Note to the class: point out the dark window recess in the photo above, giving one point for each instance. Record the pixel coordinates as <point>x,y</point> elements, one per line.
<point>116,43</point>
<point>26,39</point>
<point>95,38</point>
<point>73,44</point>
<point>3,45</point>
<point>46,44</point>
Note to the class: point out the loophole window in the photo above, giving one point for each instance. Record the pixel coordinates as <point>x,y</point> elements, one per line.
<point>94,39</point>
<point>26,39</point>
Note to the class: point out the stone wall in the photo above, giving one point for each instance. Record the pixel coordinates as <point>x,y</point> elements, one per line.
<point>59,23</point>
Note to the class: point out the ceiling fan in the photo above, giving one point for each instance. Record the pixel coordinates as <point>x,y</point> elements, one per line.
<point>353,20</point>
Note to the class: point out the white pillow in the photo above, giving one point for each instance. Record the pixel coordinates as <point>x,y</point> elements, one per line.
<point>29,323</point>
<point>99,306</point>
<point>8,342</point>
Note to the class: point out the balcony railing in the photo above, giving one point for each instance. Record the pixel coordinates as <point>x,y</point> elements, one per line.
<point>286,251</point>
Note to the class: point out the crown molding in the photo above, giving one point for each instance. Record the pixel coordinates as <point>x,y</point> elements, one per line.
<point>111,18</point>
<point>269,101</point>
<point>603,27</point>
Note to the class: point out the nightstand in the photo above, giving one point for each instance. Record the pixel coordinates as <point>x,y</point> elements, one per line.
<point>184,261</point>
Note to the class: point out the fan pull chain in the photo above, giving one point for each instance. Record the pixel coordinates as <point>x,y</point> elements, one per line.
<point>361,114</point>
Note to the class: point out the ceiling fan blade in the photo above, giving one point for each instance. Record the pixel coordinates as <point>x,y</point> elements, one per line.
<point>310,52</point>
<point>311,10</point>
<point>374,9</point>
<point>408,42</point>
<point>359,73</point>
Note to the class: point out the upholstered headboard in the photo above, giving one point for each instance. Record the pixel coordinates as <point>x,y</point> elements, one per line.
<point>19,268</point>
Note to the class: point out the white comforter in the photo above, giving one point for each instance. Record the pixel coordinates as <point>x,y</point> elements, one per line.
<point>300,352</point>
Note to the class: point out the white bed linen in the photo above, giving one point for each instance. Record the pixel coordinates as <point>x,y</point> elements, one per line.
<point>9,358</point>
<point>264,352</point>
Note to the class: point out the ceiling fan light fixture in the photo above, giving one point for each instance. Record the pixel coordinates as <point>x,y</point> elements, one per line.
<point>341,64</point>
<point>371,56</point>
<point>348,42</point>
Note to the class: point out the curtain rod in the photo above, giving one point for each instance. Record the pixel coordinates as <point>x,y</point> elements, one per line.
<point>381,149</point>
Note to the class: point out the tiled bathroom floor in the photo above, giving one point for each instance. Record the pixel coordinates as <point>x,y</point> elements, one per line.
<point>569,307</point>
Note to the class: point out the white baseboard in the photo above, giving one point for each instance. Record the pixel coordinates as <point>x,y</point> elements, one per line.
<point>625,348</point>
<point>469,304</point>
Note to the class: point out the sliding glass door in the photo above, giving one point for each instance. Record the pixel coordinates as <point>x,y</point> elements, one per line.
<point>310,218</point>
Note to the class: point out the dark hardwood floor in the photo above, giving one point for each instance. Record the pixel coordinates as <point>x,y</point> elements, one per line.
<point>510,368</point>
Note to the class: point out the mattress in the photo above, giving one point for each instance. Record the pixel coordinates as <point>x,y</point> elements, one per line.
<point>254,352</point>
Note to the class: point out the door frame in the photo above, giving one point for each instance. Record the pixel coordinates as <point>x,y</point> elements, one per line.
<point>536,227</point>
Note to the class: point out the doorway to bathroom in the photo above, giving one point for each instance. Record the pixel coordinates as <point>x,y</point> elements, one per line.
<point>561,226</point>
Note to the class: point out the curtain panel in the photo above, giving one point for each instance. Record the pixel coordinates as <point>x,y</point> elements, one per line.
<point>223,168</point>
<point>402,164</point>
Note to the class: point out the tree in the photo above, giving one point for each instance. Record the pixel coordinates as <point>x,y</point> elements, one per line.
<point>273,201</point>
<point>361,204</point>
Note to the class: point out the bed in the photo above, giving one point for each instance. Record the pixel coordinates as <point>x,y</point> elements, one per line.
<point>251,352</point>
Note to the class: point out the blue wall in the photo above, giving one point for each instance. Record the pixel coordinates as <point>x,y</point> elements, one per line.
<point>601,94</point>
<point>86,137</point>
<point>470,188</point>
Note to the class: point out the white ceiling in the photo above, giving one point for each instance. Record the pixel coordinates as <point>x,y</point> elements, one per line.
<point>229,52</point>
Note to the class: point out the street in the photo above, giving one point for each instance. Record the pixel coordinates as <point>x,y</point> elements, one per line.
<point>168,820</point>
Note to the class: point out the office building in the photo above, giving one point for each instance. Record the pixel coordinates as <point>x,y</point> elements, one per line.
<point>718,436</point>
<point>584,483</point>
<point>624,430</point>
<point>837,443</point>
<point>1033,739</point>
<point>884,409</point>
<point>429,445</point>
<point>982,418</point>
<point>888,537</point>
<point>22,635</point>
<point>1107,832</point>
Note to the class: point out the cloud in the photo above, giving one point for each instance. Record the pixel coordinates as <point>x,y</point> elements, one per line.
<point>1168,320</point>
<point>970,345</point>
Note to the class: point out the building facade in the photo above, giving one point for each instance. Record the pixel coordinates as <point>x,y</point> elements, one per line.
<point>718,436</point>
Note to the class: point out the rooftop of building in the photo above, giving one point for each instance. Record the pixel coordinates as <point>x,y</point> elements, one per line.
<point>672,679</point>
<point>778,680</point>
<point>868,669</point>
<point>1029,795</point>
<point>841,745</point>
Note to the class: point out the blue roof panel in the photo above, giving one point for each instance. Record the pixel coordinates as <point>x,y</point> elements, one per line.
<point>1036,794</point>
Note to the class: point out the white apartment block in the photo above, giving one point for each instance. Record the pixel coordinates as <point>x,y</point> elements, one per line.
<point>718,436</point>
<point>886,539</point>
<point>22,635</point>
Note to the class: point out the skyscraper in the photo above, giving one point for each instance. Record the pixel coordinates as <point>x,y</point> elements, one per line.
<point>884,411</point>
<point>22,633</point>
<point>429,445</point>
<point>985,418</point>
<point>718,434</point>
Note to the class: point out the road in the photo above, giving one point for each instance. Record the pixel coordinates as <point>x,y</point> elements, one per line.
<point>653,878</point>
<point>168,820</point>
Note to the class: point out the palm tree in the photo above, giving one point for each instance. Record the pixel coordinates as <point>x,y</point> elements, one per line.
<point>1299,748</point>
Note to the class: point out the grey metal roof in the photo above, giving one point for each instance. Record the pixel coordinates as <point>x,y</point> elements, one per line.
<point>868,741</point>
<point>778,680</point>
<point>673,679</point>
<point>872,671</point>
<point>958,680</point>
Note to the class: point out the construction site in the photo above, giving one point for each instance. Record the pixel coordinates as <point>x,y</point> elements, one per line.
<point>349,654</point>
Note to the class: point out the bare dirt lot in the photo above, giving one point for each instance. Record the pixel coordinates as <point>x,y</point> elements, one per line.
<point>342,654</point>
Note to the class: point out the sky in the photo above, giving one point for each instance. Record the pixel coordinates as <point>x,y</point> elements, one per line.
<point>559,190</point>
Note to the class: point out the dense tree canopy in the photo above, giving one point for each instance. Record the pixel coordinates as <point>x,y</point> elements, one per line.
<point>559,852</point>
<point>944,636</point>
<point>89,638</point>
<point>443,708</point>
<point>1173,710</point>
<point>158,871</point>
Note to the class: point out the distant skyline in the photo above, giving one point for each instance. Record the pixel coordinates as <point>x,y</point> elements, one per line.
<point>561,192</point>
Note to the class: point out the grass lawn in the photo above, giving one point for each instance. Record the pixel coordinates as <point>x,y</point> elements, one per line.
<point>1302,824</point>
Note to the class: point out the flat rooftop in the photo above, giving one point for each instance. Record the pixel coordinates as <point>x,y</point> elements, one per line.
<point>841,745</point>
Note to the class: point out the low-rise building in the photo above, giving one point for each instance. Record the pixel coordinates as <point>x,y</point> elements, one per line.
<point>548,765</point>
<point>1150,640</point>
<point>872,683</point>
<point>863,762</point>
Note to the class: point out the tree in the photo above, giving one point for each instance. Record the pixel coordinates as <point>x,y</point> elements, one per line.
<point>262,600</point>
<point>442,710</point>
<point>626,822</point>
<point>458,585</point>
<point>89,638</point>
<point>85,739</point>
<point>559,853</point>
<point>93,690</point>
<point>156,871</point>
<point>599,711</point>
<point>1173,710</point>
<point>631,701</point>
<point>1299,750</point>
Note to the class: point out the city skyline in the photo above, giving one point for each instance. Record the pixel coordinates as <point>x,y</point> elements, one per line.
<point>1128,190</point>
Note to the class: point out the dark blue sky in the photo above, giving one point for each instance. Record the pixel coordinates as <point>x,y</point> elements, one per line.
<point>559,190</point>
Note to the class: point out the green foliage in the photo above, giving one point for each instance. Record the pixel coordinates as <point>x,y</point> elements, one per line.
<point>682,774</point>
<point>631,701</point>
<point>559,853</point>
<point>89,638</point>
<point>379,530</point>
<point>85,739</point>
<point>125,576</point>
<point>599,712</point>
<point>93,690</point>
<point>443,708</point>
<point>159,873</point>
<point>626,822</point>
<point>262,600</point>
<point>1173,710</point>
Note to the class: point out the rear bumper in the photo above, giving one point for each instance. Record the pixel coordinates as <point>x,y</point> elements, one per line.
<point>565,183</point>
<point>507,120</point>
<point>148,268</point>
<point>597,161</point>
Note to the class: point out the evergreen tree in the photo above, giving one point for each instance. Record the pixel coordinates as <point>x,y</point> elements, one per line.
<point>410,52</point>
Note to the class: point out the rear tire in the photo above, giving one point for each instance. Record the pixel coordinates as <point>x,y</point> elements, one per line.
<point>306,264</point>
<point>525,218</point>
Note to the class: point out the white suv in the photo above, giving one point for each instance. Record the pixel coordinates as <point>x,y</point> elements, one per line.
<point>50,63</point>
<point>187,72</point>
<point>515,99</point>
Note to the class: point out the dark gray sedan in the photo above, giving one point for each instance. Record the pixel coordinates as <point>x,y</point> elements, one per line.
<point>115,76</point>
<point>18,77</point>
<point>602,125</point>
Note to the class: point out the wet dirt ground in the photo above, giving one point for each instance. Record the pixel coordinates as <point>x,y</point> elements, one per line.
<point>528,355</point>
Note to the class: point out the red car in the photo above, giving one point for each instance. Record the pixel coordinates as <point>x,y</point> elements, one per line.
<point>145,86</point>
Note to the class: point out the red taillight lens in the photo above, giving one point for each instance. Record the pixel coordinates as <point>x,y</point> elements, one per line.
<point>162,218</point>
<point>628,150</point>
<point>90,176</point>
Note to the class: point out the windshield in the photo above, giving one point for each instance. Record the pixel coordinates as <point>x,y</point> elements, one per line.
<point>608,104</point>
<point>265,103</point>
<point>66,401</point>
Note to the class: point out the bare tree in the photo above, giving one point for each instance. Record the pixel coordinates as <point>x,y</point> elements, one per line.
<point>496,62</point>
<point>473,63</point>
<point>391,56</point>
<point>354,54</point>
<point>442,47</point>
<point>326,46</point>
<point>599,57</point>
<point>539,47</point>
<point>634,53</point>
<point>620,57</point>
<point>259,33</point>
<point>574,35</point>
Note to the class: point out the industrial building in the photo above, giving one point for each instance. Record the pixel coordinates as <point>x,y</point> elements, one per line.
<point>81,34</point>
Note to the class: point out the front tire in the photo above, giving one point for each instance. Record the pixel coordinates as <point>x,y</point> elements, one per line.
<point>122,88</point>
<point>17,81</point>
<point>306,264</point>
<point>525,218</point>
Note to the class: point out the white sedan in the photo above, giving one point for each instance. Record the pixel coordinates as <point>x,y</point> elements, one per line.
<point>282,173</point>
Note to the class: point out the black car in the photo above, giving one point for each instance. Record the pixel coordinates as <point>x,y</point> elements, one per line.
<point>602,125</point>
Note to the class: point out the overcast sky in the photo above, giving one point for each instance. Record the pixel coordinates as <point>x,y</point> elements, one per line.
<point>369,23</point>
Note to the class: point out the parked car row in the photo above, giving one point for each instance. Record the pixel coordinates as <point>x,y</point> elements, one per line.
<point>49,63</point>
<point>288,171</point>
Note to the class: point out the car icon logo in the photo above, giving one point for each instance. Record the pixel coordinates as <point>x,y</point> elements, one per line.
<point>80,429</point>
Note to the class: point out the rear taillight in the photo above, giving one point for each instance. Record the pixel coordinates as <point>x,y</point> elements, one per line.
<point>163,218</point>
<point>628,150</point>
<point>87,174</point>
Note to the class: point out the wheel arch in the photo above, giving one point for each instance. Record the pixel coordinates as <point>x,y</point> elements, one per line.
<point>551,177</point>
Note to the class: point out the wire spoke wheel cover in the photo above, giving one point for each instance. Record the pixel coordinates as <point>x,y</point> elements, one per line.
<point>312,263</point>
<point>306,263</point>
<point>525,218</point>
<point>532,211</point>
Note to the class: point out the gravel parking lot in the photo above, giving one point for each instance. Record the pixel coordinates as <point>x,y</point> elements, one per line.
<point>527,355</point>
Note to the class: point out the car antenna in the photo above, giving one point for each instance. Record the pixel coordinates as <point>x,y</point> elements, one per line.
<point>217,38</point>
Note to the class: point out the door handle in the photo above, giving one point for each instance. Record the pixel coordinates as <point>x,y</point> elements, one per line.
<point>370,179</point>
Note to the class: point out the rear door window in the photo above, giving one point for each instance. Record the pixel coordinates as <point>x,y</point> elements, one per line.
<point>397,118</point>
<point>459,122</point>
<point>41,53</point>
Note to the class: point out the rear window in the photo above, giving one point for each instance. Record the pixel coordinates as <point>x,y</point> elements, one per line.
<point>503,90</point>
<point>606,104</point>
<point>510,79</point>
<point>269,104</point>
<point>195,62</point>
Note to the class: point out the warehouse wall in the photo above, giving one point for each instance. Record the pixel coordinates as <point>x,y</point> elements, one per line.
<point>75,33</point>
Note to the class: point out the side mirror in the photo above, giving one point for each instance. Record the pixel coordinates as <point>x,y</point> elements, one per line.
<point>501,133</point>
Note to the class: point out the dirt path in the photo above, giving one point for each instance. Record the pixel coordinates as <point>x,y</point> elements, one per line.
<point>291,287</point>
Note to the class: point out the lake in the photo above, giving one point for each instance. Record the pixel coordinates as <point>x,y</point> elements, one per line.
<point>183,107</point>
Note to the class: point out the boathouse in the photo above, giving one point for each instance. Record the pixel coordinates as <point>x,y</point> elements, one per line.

----

_GOAL OF THE EXERCISE:_
Starting at the line that contains "Note to the class: point out the rear window", repeat each line exactly through the last one in the listing. Include both of those lines and nothing more.

_RESULT:_
Note to the class: point out the rear window in the photo above, giving one point for each instance. Record the pixel coordinates as <point>x,y</point> elements, one per line.
<point>503,90</point>
<point>606,104</point>
<point>510,79</point>
<point>269,104</point>
<point>195,62</point>
Note to the class: point out the warehouse wall in the photo above, giving one point for each instance. Record the pixel coordinates as <point>x,y</point> elements, one per line.
<point>75,33</point>
Note to the class: point out the side mirror in the photo above, giving one point for each instance. Record the pixel coordinates as <point>x,y</point> elements, one per line.
<point>501,133</point>
Note to the class: point out the dirt path in the photo above, giving one point for each instance. Record the pixel coordinates as <point>x,y</point> elements, one per line.
<point>291,287</point>
Note to the class: point out the lake in the photo above, giving one point for each instance. Record the pixel coordinates as <point>x,y</point> elements, one per line.
<point>183,107</point>
Note to the class: point out the boathouse in the photo above, giving one point for each instance. Record the pixel coordinates as <point>x,y</point> elements, one per line.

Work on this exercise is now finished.